→ **Text shown**:
=== Section Start ===
As I was wondering this one evening I began to reflect on scripture and I was reminded of one of the first verses I memorized. "Trust in the LORD with all your heart, and lean not on your own understanding; In all your ways acknowledge Him, and He shall direct your paths." Proverbs 3:5,6 I've read or heard this verse hundreds of times yet I knew it was going to be the one verse that would help make sense in the coming days, weeks, and now months. What I heard that first evening though was only...trust. In who? The LORD. Each time the wait seemed to take longer than I thought I heard...trust. I don't know how anyone handles a difficult situation without trusting in God. I believe because I have placed my trust in Him, He has directed all of my steps along this very dark path.
Yesterday, I really didn't want to go to church. Not because I don't love going but I didn't want to be around a lot of people as so many are sick. I was afraid I could come down sick and not be able to have my surgery. That was me trying to control my path. I then said to myself, "I am going to trust God and go. If I get sick and my surgery has to be cancelled then that's what is supposed to happen." So, for those who weren't there, guess what the message was about? "Trusting God in Uncertain Times." I don't think Pastor Justin wrote it just for us but it sure felt like it. There couldn't have been a better message to hear before facing this surgery. I was so encouraged because I realized it was OK to be fearful and experience the sorrow this disease brings. It's OK to show others what you are feeling. The important thing is to take these feelings and give them over to a loving and compassionate Father. I have to lay it all out before Him, allow Him to take it, and then trust Him with the results. I know I have a battle ahead. I will face victories and possibly some set backs but I can't stop fighting. Once the fight is over I will either be helping those who have the same battle or safe in God's hands. Either way, I know I am on the path I'm supposed to be on, and through this journey myself and others will, "...know that You are the LORD. You alone." Isaiah 37:20
I have always been encouraged by the book of Joshua. I was thinking again that Joshua was a successful military leader yet as he was about to face a new battle he was afraid. God reminded him three times to be strong and courageous. He reminded Joshua that He would be with him and would not leave him or forsake him. I know that as I'm wheeled down that corridor to the surgery room God is the only one with me. I'm in good hands!! I'm not sure I will seem very courageous or strong but I WILL BE TRUSTING.
Traci

2 comments:
Traci,
Thank you for sharing with us! I think this is a tool that will bring healing as you write about your journey. Know that David and I are praying for you. I love you!
-sarah
Traci -
Your crazy extended family at Cornerturn has you in our thoughts and prayers. We are here for you and your family.
=== Section End ===
→ **Information given**:
=== Section Start ===
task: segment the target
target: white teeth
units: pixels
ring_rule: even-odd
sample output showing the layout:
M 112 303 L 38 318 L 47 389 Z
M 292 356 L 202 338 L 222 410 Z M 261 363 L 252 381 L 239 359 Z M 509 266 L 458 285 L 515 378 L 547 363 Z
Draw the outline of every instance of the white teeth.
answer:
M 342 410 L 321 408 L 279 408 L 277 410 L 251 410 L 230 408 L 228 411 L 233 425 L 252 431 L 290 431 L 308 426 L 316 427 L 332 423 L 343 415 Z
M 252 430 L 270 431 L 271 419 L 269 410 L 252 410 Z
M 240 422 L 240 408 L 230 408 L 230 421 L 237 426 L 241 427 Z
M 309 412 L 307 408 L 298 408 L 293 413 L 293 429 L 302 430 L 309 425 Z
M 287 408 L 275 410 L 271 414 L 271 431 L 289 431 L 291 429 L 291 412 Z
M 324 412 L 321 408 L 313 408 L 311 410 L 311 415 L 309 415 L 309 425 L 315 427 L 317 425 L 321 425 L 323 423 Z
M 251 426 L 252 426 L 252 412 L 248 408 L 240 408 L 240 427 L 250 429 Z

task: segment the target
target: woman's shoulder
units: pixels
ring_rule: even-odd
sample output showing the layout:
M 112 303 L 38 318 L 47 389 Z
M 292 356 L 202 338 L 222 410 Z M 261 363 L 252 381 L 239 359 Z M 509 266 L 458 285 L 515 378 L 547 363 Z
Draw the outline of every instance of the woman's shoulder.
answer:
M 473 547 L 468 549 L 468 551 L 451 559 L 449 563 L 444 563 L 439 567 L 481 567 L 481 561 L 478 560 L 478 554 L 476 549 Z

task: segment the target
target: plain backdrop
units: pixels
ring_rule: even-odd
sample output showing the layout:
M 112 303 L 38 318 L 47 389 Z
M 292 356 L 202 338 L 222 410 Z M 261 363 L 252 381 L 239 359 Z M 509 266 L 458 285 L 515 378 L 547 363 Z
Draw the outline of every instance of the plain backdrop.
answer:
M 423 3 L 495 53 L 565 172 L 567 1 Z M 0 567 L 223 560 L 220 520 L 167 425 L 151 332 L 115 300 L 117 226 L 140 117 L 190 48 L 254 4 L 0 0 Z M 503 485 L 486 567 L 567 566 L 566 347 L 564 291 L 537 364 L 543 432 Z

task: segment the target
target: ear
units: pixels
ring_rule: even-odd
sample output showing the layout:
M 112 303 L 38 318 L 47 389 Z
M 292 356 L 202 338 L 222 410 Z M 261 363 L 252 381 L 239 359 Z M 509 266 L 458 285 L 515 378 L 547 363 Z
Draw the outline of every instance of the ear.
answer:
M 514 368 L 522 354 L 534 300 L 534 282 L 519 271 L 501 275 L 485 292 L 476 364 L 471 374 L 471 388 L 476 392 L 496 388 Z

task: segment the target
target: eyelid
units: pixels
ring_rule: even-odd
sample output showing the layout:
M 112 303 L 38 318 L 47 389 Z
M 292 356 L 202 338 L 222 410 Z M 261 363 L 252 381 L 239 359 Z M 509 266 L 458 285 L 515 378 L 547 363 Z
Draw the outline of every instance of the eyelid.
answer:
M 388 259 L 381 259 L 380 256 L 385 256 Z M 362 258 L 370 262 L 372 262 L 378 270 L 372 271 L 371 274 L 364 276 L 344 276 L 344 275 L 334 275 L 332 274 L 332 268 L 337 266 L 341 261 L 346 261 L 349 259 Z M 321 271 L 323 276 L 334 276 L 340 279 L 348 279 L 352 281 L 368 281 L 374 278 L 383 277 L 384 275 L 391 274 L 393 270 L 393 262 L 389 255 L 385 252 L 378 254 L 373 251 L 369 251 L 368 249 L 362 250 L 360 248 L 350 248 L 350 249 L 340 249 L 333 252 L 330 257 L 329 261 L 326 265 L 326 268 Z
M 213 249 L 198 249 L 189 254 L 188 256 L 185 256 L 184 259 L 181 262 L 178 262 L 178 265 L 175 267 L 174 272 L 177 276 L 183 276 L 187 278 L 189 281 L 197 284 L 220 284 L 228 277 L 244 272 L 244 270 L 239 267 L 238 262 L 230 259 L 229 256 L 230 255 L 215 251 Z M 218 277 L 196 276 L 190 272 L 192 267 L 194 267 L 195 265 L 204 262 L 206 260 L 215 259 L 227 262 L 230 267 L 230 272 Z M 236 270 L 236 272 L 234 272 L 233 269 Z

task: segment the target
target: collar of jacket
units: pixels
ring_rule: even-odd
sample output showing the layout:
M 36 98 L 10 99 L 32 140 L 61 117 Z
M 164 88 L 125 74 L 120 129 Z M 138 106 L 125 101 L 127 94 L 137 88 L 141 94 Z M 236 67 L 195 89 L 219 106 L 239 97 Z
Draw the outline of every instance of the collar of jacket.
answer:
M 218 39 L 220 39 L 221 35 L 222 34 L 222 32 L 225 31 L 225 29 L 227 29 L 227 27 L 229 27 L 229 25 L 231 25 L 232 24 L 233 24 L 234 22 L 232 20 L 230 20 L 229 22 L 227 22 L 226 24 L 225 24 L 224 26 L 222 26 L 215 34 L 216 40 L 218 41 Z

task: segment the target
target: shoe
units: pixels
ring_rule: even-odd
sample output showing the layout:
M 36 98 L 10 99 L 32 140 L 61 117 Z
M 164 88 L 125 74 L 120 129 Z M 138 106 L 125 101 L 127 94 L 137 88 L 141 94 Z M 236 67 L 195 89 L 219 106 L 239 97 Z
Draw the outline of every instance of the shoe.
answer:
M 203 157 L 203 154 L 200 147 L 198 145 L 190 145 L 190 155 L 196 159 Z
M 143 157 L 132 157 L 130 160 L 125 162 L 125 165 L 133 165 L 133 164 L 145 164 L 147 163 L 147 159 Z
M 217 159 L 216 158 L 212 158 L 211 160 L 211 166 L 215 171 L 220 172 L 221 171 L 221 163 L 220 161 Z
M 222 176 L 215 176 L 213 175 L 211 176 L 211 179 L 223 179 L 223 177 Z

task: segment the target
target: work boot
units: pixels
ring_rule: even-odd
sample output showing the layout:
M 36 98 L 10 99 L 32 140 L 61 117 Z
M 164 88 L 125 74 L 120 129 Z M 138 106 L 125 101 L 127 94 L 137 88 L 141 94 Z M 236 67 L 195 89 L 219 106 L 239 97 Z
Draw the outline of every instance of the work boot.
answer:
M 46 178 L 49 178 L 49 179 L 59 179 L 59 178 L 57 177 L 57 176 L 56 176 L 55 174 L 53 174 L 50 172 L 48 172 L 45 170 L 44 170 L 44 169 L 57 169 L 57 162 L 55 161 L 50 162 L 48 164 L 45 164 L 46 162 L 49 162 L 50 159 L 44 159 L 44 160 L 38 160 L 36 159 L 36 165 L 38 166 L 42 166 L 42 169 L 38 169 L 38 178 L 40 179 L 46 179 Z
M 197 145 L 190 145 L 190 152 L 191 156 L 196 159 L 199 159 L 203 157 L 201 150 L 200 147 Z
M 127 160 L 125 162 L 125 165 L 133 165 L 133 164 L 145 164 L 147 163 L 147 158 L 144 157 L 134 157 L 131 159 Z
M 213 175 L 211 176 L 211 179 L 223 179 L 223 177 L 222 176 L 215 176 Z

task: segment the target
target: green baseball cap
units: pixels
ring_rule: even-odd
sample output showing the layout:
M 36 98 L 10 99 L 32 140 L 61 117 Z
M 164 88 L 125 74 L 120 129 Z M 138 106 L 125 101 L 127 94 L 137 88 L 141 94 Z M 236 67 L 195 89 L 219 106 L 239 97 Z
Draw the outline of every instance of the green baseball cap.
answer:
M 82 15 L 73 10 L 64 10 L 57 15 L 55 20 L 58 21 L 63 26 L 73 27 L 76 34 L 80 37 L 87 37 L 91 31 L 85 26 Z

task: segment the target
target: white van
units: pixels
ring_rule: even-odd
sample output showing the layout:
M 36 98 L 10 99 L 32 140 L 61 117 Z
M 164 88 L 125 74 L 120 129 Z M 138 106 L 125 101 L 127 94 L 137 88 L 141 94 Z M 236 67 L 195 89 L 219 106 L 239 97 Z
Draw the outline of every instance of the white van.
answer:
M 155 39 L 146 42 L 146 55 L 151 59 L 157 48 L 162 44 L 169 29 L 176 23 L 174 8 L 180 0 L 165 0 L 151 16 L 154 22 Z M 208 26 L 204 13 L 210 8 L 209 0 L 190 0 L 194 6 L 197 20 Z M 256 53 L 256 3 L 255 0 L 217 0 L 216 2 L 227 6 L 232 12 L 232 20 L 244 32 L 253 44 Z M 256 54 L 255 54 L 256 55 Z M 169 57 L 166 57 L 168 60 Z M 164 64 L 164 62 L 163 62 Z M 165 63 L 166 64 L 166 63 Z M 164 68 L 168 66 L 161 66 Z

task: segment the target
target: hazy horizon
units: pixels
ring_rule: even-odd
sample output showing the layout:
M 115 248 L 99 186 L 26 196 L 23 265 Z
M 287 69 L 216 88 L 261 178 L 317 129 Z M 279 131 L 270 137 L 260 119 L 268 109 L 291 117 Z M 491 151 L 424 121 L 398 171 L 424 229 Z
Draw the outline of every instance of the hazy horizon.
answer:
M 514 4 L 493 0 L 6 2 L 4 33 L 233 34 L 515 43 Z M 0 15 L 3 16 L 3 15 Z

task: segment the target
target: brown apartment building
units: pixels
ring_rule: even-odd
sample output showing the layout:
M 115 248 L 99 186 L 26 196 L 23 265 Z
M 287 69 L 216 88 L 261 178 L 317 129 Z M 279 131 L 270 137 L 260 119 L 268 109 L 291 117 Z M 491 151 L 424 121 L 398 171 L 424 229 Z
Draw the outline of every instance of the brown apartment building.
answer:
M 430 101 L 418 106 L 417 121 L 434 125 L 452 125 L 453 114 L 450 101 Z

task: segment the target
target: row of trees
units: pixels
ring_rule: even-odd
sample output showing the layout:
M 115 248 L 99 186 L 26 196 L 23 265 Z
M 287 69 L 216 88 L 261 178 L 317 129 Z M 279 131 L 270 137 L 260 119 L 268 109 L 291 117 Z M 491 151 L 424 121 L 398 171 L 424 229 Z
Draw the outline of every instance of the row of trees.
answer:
=== Section End ===
→ **Explore the material**:
1/ From the post about trusting God before surgery, extract the passage between "As I was wondering" and "very dark path.", inclusive.
2/ Answer these questions using the post about trusting God before surgery:
(a) Which Bible verse does the writer name as one of the first ones memorized?
(b) What was the title of the church message the writer heard?
(c) How many times did God remind Joshua to be strong and courageous?

→ **Solutions to each task**:
1/
As I was wondering this one evening I began to reflect on scripture and I was reminded of one of the first verses I memorized. "Trust in the LORD with all your heart, and lean not on your own understanding; In all your ways acknowledge Him, and He shall direct your paths." Proverbs 3:5,6 I've read or heard this verse hundreds of times yet I knew it was going to be the one verse that would help make sense in the coming days, weeks, and now months. What I heard that first evening though was only...trust. In who? The LORD. Each time the wait seemed to take longer than I thought I heard...trust. I don't know how anyone handles a difficult situation without trusting in God. I believe because I have placed my trust in Him, He has directed all of my steps along this very dark path.

2/
(a) Proverbs 3:5,6
(b) "Trusting God in Uncertain Times."
(c) Three times